◆ **Problem to work on**
Copy the complete listing that follows, letter for letter.
........
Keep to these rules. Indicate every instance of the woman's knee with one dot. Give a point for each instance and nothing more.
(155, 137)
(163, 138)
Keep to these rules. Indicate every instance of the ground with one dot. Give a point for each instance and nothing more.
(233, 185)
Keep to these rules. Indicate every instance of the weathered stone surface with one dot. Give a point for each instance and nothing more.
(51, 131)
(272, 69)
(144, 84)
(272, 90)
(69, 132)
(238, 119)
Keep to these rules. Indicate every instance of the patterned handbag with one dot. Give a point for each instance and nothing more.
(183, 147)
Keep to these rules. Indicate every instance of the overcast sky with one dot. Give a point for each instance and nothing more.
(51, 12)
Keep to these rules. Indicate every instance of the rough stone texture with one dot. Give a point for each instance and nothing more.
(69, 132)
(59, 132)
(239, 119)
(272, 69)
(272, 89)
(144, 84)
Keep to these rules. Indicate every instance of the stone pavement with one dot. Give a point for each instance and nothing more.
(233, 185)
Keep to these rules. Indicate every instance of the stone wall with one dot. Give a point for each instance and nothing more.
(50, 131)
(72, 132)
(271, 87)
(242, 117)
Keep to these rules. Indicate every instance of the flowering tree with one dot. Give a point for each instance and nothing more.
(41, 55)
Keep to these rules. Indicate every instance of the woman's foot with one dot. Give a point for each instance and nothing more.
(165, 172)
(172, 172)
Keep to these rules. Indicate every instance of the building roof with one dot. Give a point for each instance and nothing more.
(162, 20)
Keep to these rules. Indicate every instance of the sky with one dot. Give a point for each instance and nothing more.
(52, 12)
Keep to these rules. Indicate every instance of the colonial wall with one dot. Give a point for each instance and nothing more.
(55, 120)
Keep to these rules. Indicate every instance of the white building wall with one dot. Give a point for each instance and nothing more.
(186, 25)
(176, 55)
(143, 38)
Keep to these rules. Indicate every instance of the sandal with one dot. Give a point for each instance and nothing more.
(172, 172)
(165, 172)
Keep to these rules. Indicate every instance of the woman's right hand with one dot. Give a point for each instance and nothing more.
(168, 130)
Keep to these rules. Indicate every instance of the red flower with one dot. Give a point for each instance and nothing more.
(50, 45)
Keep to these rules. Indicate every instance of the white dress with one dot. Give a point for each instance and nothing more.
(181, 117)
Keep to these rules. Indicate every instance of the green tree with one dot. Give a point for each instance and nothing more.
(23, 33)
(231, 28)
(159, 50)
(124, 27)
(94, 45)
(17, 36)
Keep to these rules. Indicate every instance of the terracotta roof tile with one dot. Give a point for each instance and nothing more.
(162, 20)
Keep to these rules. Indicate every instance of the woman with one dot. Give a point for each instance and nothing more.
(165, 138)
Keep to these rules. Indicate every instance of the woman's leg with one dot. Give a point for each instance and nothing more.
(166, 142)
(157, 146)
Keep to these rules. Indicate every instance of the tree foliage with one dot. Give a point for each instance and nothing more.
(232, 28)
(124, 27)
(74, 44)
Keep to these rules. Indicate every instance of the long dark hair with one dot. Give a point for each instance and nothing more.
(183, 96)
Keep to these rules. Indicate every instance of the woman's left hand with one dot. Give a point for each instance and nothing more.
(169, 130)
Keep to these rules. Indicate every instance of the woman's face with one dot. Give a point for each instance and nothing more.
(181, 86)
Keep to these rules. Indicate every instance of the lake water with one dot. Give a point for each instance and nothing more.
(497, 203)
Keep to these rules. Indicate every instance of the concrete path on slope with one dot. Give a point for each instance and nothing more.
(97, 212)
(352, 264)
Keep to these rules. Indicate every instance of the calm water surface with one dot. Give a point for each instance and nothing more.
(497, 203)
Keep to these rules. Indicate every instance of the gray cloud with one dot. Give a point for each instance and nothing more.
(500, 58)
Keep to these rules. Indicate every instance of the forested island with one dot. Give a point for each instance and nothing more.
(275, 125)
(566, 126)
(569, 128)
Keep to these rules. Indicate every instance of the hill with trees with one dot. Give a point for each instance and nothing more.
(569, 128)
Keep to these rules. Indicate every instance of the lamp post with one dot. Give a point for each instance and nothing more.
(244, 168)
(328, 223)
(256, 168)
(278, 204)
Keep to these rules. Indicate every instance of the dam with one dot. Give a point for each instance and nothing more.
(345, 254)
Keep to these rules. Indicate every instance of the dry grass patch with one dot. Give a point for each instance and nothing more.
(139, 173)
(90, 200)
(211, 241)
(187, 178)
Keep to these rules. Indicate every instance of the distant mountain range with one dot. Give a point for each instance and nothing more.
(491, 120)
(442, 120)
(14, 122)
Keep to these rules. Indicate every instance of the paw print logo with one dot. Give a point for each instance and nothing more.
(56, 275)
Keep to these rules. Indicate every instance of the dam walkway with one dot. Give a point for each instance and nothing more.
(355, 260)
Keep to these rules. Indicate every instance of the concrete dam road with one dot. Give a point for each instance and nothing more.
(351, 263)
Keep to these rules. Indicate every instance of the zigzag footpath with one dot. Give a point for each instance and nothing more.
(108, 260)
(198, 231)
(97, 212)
........
◆ **Expected answer**
Keep to these rules. Indicate every instance of the woman's knee with one dot. Give a point for each instance and nothing more.
(155, 137)
(163, 138)
Keep to these rules. Indicate every instance of the ground with one dot. Give a point for each instance and nothing more.
(233, 185)
Keep to these rules. Indicate every instance of the weathered stone surface with one dot. Give a point for each instance and nothing more.
(51, 131)
(272, 69)
(144, 84)
(272, 90)
(69, 132)
(238, 119)
Keep to these rules. Indicate every instance of the patterned handbag with one dot. Give a point for each instance and nothing more.
(183, 147)
Keep to these rules. Indicate every instance of the overcast sky with one dot. Give a point for each instance and nothing more.
(51, 12)
Keep to these rules. Indicate every instance of the rough stone texture with one dot. Give a point for each instance and nothing more.
(69, 132)
(59, 132)
(239, 119)
(272, 69)
(272, 89)
(144, 84)
Keep to these rules. Indicate every instance of the stone pavement with one dot. Give a point for each instance and nothing more.
(233, 185)
Keep to these rules. Indicate every instance of the stone wall with one dot. Give a point for each instance and nothing more.
(50, 131)
(72, 132)
(271, 87)
(242, 117)
Keep to these rules. Indicate every instance of the flowering tree with one dot. Give a point for each instance and nothing more.
(41, 55)
Keep to these rules. Indicate every instance of the woman's foot with one dot. Give a point for each instance and nothing more.
(165, 172)
(172, 172)
Keep to these rules. Indicate every instance of the building roof with one dot. Give a point for each instance and nothing more.
(162, 20)
Keep to these rules. Indicate every instance of the sky with one dot. Give a point for each instance and nothing more.
(52, 12)
Keep to these rules. Indicate every instance of the colonial wall with one dot. Give a point for each instance and nothing more.
(55, 120)
Keep to these rules. Indicate every instance of the white building wall with one dot. Give a point for each instance and nothing more.
(186, 25)
(176, 55)
(143, 38)
Keep to these rules. Indicate every instance of the sandal with one dot. Give a point for each instance and nothing more.
(172, 172)
(165, 172)
Keep to these rules. Indicate every instance of the woman's right hand with one dot. Give a point for each instance and nothing more.
(168, 130)
Keep to these rules. Indicate every instance of the red flower with one dot. Give a point for each instance and nothing more.
(50, 45)
Keep to these rules. Indicate every instance of the white dress with one dot. Give a point for each instance and nothing more.
(181, 117)
Keep to these rules. Indicate every instance of the green tree with one dot. Give a point for each instance and nothing more.
(23, 33)
(231, 28)
(159, 50)
(124, 27)
(94, 45)
(17, 36)
Keep to these rules. Indicate every instance of the terracotta roof tile with one dot. Give a point for each instance and nothing more.
(162, 20)
Keep to these rules. Indicate every instance of the woman with one dot. Give a point for each instance and nothing more.
(165, 138)
Keep to these rules. Indicate every instance of the woman's leg with one dot. Give a point for each instance and nothing more.
(166, 142)
(157, 146)
Keep to these rules. Indicate every instance of the tree foliage with one dot. Give a point for each instance and nothing more.
(232, 28)
(124, 27)
(74, 44)
Keep to these rules. Indicate every instance of the long dark hair with one dot. Give a point for each instance and nothing more.
(183, 96)
Keep to these rules. Indicate every instance of the woman's left hand with one dot. Give a point for each instance and nothing more.
(169, 130)
Keep to these rules. Indicate every instance of the woman's face with one dot. Give a point for each instance and nothing more.
(181, 86)
Keep to these rules. Indicate every instance of the lake water with one dot. Give a point for each instance and nothing more.
(497, 203)
Keep to these rules. Indicate every instance of the concrete path on slope with one dot. Give a point for each instance and nothing more.
(97, 212)
(352, 264)
Keep to these rules. Indicate every instance of the calm water surface with one dot. Give a point for each instance and nothing more.
(497, 203)
Keep to these rules. Indicate every instance of the gray cloud with one dot. Give a point for each instance and nothing more.
(500, 58)
Keep to these rules. Indicate every instance of the forested island with one dot. Give a point for each instance and nothing more.
(275, 125)
(566, 126)
(569, 128)
Keep to these rules. Indicate every instance of the hill with trees with one dot. Give a point for each instance and nothing more.
(569, 128)
Keep to these rules. Indicate every instance of the lamp post with one dot. Give a point for each instance and nothing more.
(244, 168)
(328, 223)
(256, 168)
(278, 204)
Keep to these rules. Indicate every instance of the dam with one dot. Give a point for each instance and nothing more.
(345, 254)
Keep to these rules. Indicate every instance of the dry grass patch with one dot. Give a point for each instance and nothing more.
(139, 173)
(90, 200)
(211, 241)
(187, 178)
Keep to these rules. Indicate every instance of the distant mountain range with one dot. Give a point for each instance and nothing more.
(491, 120)
(442, 120)
(14, 122)
Keep to these rules. Indicate every instance of the paw print logo with one dot. Give a point for each instance and nothing more.
(56, 275)
Keep to these rules. Indicate every instance of the dam walkway with one dot. Give a point for each instance and nothing more.
(355, 260)
Keep to these rules. Indicate every instance of the concrete dam road with one dot. Give a point for each instance and nothing more.
(351, 263)
Keep to these rules. Indicate every instance of the zigzag footpath with one dot. Give a point for each instance and nothing more.
(108, 260)
(198, 231)
(97, 212)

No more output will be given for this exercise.